■ **Task material**
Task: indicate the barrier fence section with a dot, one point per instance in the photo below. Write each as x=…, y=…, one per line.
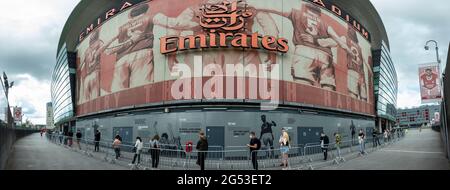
x=170, y=157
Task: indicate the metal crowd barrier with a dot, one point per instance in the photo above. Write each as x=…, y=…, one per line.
x=219, y=158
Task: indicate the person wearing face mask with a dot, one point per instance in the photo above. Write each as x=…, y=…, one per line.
x=284, y=147
x=255, y=145
x=324, y=142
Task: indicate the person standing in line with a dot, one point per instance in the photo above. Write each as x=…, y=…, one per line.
x=375, y=140
x=324, y=143
x=338, y=140
x=353, y=129
x=267, y=134
x=202, y=148
x=361, y=138
x=70, y=137
x=61, y=137
x=389, y=135
x=116, y=146
x=97, y=138
x=284, y=147
x=79, y=135
x=138, y=150
x=255, y=145
x=155, y=150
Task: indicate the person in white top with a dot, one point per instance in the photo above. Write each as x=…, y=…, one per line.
x=284, y=147
x=138, y=150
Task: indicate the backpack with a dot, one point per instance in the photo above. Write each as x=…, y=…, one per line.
x=258, y=143
x=338, y=138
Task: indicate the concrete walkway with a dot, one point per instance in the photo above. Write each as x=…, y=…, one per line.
x=418, y=151
x=36, y=153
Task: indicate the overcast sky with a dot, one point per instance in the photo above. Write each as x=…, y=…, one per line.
x=30, y=30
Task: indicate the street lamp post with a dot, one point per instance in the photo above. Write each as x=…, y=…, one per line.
x=6, y=86
x=427, y=47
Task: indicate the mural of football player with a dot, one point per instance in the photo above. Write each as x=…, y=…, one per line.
x=90, y=67
x=429, y=81
x=134, y=50
x=313, y=40
x=357, y=83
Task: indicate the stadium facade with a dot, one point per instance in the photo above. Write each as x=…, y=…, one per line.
x=122, y=69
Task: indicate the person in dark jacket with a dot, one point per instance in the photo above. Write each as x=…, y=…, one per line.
x=70, y=137
x=202, y=148
x=375, y=139
x=79, y=135
x=324, y=142
x=97, y=138
x=255, y=145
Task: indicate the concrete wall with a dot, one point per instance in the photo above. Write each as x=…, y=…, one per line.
x=8, y=137
x=302, y=127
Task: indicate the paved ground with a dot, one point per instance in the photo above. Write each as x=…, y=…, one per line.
x=418, y=151
x=36, y=153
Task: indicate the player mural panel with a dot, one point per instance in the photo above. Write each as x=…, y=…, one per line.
x=430, y=83
x=295, y=51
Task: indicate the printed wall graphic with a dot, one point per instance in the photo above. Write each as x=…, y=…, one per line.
x=430, y=83
x=130, y=59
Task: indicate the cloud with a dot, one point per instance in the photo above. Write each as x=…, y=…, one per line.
x=29, y=38
x=32, y=95
x=409, y=24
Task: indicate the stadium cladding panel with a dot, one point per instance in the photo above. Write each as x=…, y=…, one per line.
x=314, y=58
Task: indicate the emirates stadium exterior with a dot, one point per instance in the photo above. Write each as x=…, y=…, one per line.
x=173, y=68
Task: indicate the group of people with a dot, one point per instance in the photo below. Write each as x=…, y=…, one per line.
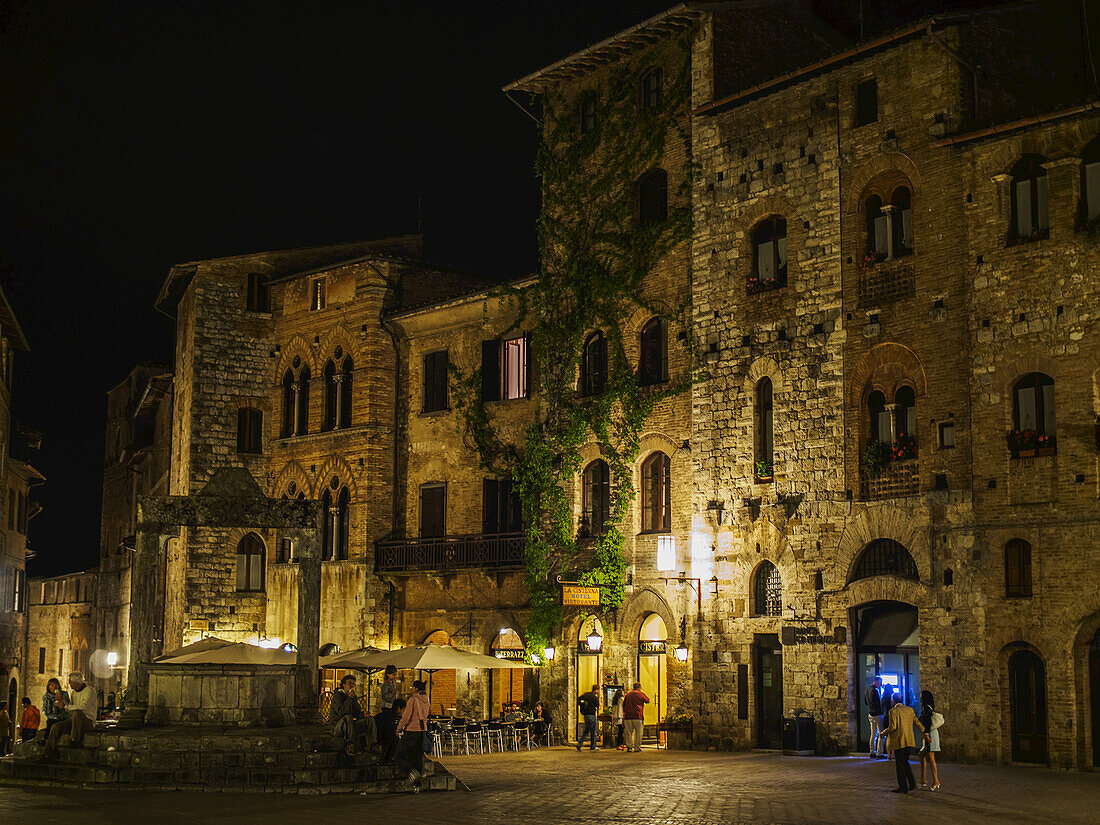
x=396, y=734
x=70, y=712
x=627, y=716
x=892, y=722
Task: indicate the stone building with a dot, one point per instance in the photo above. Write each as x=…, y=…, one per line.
x=887, y=463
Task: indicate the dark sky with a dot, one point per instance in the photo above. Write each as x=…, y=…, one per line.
x=133, y=136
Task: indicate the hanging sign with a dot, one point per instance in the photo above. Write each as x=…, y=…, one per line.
x=574, y=595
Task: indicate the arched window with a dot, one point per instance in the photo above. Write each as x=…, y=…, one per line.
x=657, y=494
x=769, y=252
x=250, y=562
x=884, y=557
x=347, y=370
x=879, y=417
x=331, y=402
x=1018, y=579
x=649, y=96
x=878, y=232
x=902, y=220
x=596, y=498
x=1030, y=198
x=652, y=365
x=250, y=430
x=594, y=364
x=1090, y=180
x=652, y=197
x=763, y=432
x=904, y=411
x=767, y=591
x=1033, y=405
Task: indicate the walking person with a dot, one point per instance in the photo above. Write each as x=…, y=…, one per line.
x=634, y=714
x=411, y=728
x=873, y=701
x=901, y=743
x=931, y=745
x=589, y=705
x=30, y=722
x=617, y=718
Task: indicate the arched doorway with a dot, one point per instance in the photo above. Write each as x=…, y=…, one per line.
x=1095, y=695
x=652, y=670
x=506, y=686
x=1027, y=706
x=887, y=646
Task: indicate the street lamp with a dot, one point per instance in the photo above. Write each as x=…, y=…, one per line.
x=595, y=640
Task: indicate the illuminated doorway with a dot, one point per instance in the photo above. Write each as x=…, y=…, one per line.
x=652, y=671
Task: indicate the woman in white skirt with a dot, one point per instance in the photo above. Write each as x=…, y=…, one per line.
x=930, y=747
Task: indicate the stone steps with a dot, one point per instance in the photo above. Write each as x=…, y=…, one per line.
x=180, y=760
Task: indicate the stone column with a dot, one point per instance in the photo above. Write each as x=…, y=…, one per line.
x=309, y=623
x=147, y=549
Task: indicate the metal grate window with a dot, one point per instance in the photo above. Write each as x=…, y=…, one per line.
x=884, y=557
x=767, y=591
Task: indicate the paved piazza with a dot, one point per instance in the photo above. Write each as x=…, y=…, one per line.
x=652, y=788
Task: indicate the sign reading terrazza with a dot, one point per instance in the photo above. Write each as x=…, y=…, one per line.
x=574, y=595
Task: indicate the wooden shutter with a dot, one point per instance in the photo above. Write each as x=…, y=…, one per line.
x=491, y=371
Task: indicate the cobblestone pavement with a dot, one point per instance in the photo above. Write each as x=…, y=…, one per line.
x=651, y=788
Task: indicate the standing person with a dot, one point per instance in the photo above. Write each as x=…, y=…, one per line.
x=589, y=705
x=388, y=691
x=931, y=745
x=873, y=701
x=617, y=718
x=32, y=719
x=634, y=713
x=411, y=728
x=83, y=710
x=53, y=703
x=4, y=729
x=900, y=740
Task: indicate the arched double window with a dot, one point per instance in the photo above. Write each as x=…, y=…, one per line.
x=250, y=562
x=594, y=364
x=884, y=557
x=1033, y=405
x=1030, y=198
x=763, y=441
x=595, y=498
x=651, y=197
x=767, y=591
x=657, y=494
x=1018, y=578
x=338, y=378
x=296, y=399
x=652, y=364
x=769, y=253
x=336, y=526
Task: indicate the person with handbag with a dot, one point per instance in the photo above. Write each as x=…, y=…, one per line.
x=932, y=722
x=413, y=732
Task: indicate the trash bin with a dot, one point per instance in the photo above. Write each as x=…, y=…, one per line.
x=800, y=736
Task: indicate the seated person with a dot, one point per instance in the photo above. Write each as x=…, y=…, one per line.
x=83, y=707
x=347, y=719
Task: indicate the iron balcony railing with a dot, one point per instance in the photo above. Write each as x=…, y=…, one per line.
x=449, y=552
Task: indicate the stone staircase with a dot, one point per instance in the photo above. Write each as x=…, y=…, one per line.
x=286, y=760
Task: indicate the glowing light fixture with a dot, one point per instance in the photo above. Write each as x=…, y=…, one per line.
x=666, y=552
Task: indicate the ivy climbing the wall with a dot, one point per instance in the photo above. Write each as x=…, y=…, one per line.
x=597, y=250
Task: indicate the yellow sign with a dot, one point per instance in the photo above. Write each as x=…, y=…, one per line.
x=573, y=595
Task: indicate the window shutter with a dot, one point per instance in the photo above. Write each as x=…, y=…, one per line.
x=491, y=516
x=491, y=371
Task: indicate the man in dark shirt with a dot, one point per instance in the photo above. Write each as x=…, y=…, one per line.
x=589, y=705
x=873, y=701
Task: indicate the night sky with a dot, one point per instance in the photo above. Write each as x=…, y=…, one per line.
x=134, y=136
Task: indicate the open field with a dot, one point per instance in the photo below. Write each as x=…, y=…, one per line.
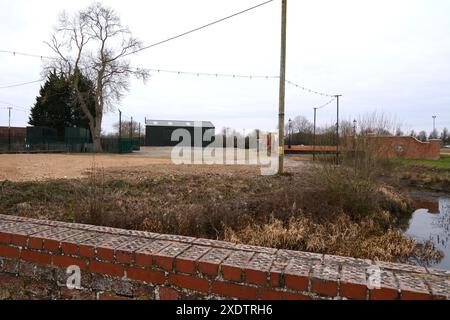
x=443, y=163
x=145, y=191
x=37, y=167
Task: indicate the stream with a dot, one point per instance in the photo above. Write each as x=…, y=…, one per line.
x=432, y=222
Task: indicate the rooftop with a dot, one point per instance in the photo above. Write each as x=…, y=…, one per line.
x=179, y=123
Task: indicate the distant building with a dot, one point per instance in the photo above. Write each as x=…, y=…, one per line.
x=158, y=133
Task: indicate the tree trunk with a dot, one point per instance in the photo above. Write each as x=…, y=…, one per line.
x=96, y=134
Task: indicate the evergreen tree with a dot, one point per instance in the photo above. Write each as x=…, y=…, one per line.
x=57, y=106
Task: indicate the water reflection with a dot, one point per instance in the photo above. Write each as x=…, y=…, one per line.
x=432, y=223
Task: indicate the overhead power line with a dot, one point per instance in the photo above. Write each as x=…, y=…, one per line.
x=326, y=104
x=21, y=84
x=198, y=28
x=23, y=109
x=215, y=75
x=222, y=75
x=16, y=53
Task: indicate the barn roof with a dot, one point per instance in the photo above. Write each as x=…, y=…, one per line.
x=179, y=123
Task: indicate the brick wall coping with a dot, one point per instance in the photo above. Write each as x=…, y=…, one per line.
x=209, y=268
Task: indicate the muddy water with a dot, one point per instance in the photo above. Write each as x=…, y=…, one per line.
x=432, y=222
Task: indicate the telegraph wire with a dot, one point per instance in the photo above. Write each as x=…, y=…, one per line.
x=310, y=90
x=198, y=28
x=326, y=104
x=14, y=106
x=215, y=75
x=16, y=53
x=21, y=84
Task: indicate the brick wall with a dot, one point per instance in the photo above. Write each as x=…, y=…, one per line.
x=408, y=148
x=122, y=264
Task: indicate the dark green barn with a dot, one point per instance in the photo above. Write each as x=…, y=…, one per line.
x=158, y=133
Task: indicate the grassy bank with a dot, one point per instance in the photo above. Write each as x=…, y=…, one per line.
x=301, y=211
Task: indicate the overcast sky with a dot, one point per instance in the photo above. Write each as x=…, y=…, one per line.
x=384, y=55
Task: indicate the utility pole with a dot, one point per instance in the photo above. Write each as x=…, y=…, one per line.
x=120, y=124
x=337, y=130
x=290, y=133
x=282, y=87
x=434, y=124
x=131, y=128
x=139, y=133
x=315, y=140
x=9, y=128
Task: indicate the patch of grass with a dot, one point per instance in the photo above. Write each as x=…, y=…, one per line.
x=443, y=163
x=294, y=211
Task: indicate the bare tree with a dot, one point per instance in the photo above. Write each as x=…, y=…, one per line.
x=94, y=43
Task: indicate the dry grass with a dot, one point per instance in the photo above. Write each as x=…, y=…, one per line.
x=339, y=237
x=294, y=211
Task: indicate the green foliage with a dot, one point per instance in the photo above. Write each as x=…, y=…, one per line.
x=57, y=105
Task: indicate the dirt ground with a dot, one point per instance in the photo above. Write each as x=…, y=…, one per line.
x=38, y=167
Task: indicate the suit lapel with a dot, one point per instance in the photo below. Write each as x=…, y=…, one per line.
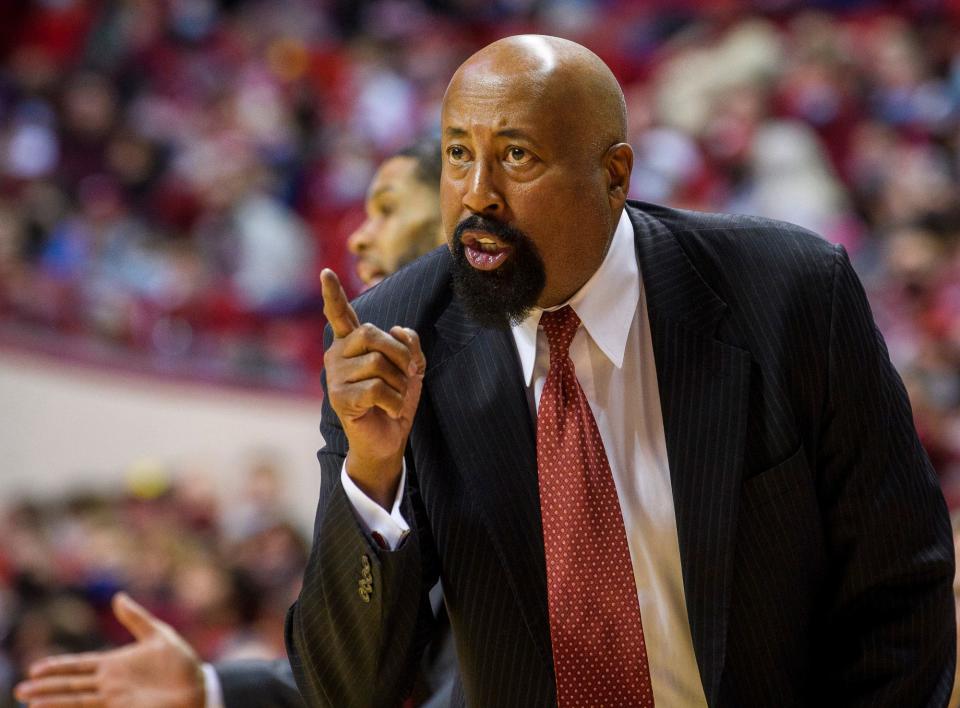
x=704, y=387
x=478, y=386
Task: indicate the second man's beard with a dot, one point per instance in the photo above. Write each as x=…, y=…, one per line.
x=504, y=296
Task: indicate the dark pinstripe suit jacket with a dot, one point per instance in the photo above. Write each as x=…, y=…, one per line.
x=815, y=545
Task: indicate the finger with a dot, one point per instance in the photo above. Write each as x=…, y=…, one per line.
x=56, y=687
x=376, y=393
x=369, y=338
x=135, y=616
x=86, y=663
x=417, y=365
x=374, y=365
x=336, y=308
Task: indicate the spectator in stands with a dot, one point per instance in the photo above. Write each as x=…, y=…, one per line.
x=161, y=668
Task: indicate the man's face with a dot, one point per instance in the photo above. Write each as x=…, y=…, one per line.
x=402, y=223
x=523, y=195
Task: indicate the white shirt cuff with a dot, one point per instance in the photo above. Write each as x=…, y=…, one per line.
x=213, y=693
x=391, y=526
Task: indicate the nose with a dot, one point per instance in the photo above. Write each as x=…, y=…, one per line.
x=361, y=240
x=481, y=195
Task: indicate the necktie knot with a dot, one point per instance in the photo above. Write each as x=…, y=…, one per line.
x=560, y=326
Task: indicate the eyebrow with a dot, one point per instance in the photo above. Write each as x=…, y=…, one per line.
x=505, y=133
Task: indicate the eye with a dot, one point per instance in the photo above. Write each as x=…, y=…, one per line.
x=457, y=154
x=518, y=156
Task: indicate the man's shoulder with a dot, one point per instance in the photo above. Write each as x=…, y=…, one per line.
x=733, y=246
x=409, y=295
x=733, y=232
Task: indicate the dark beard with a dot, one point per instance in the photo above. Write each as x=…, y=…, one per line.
x=501, y=297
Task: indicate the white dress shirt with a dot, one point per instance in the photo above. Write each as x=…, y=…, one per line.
x=613, y=356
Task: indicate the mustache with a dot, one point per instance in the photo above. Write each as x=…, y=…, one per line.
x=475, y=222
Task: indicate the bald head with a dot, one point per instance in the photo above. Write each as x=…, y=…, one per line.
x=564, y=80
x=535, y=172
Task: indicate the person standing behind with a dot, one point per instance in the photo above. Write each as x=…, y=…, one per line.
x=160, y=669
x=657, y=456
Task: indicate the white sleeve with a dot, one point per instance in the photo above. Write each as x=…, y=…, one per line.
x=391, y=526
x=213, y=692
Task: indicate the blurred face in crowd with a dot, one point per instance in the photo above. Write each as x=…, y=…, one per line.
x=535, y=173
x=402, y=222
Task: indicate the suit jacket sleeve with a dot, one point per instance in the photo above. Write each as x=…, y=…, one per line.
x=347, y=647
x=258, y=684
x=890, y=629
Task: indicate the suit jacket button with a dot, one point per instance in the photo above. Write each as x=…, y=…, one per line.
x=365, y=584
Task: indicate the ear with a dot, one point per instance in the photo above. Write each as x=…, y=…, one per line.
x=618, y=164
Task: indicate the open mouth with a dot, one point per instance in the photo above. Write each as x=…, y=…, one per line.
x=483, y=251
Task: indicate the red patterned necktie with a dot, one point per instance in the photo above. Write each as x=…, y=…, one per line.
x=599, y=655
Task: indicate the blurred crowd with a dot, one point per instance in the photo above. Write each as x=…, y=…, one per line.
x=223, y=576
x=174, y=174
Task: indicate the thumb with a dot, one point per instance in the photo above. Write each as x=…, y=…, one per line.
x=135, y=616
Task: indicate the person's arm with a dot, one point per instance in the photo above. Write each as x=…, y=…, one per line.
x=158, y=670
x=355, y=633
x=889, y=631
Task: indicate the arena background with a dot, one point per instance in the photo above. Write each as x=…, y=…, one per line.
x=174, y=174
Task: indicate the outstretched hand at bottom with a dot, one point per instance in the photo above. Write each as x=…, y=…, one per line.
x=158, y=670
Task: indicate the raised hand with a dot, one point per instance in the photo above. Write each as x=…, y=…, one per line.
x=159, y=670
x=374, y=379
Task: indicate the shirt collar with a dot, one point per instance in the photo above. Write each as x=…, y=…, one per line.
x=605, y=304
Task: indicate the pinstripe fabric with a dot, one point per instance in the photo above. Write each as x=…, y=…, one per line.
x=816, y=551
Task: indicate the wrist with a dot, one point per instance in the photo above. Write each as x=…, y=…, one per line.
x=376, y=477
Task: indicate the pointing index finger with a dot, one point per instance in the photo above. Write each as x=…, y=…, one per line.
x=336, y=308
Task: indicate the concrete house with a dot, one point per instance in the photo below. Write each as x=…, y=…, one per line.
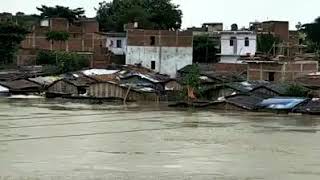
x=237, y=43
x=163, y=51
x=280, y=71
x=117, y=43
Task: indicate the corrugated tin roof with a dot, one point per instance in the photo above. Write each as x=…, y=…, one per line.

■ **Task to carry out**
Copy exactly, and only, the lines running from the one containing "Task: indicate the thumb" through the final line of the data, and omit the pictures.

■ **Answer space**
Task: indicate the thumb with a dot, one point per instance in the photo above. Write each as x=…, y=…, one per line.
x=135, y=616
Task: indicate the person's arm with a dot, one point per instance in the photo above. Write each as x=…, y=…, one per line.
x=158, y=670
x=355, y=633
x=889, y=631
Task: indicate the arena background with a dot, one point per instance in the photo above. Write each as x=…, y=…, one per line.
x=174, y=174
Task: indicate the outstretched hand at bottom with a dot, one point per instance in the photo above. Write each as x=…, y=…, one per line.
x=158, y=670
Task: indicate the raised hand with a dot, one point per instance in the photo above. Write each as x=…, y=…, one per line.
x=159, y=670
x=374, y=379
Task: indicate the shirt collar with a dot, one point per instance in the photo above. Write each as x=…, y=…, one per line.
x=605, y=304
Task: indicate the pinstripe fabric with a dot, one point per instance in the photo above. Write each as x=…, y=…, one per line.
x=816, y=551
Task: indicate the wrist with a dot, one point per instance in the photo above. Write each as x=…, y=…, one per line.
x=376, y=477
Task: indicate the pointing index finger with a dot, one point per instance in the photo above. Write each as x=…, y=…, one per line.
x=336, y=308
Task: indicate the concrete house with a dot, one point per instance in the photo below. Write each as x=…, y=…, one per line.
x=237, y=43
x=163, y=51
x=280, y=71
x=117, y=43
Task: indicate the corrugated tin roof with a dot, one point per instance in the photo above. Write each as x=…, y=…, one per line.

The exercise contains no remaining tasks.